_Exercise A_: In the forum thread below about sealing travertine, how many square feet of the system did the poster say they installed on their last travertine job?

_Excerpted text_:
══════
I just did about three thousand square feet of this system on the last travertine installation I did and it is working perfectly for that customer.

If you are interested...send me your email address in a PM or turn on your PM.


----------



## jmwinke (Nov 15, 2009)

My email is [email protected] feel free to email me about the system.

What both of the companies told me that came out to quote cleaning/resealing it was that by sealing it like a commercial building, it would get very scratched up quickly and it would then look awful. They said stuff about it being porous and you can't overcoat...blah, blah, blah. It wasn't anything I wanted to hear. I'd just spent a fortune on the stuff and immediately realized it was such a bad idea in the kitchen. And unfortunately, the travertine runs seamlessly to the other areas in the house so I'd have to coat everything, which is probably pretty costly.

Thanks!


----------



## Bud Cline (Mar 12, 2006)

> My email is [email protected] feel free to email me about the system.


A little late tonite but I'll get back to you tomorrow.



> What both of the companies told me that came out to quote cleaning/resealing it was that by sealing it like a commercial building, it would get very scratched up quickly and it would then look awful.


OH YOW, commercial buildings all over the world use those commercial systems because they scratch quickly and look awful and are so super expensive to use!!!!



> They said stuff about it being porous and you can't overcoat...blah, blah, blah.
══════
_Exercise data_:
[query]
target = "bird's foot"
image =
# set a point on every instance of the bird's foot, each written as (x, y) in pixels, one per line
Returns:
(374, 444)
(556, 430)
══════
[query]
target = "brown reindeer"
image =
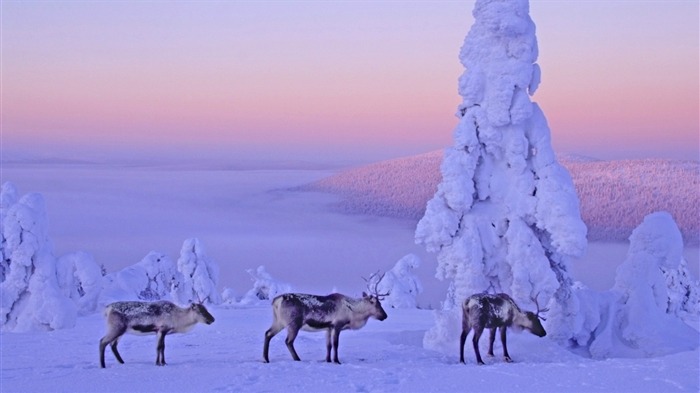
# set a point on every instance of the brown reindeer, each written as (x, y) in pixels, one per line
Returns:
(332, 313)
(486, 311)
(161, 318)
══════
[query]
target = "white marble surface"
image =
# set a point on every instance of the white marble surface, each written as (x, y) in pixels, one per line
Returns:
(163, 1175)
══════
_Exercise B_: Return each line of the records above that contains the string "written".

_Full answer A_: About three thousand square feet.

_Full answer B_:
# set a point on every instance of the bird's foot, each written as (x, y) in pixels, one per line
# set a point on every instance of the brown reindeer, each written as (x, y) in pixels, one per line
# set a point on every instance of the white marble surface, each written as (x, y) in pixels, one per line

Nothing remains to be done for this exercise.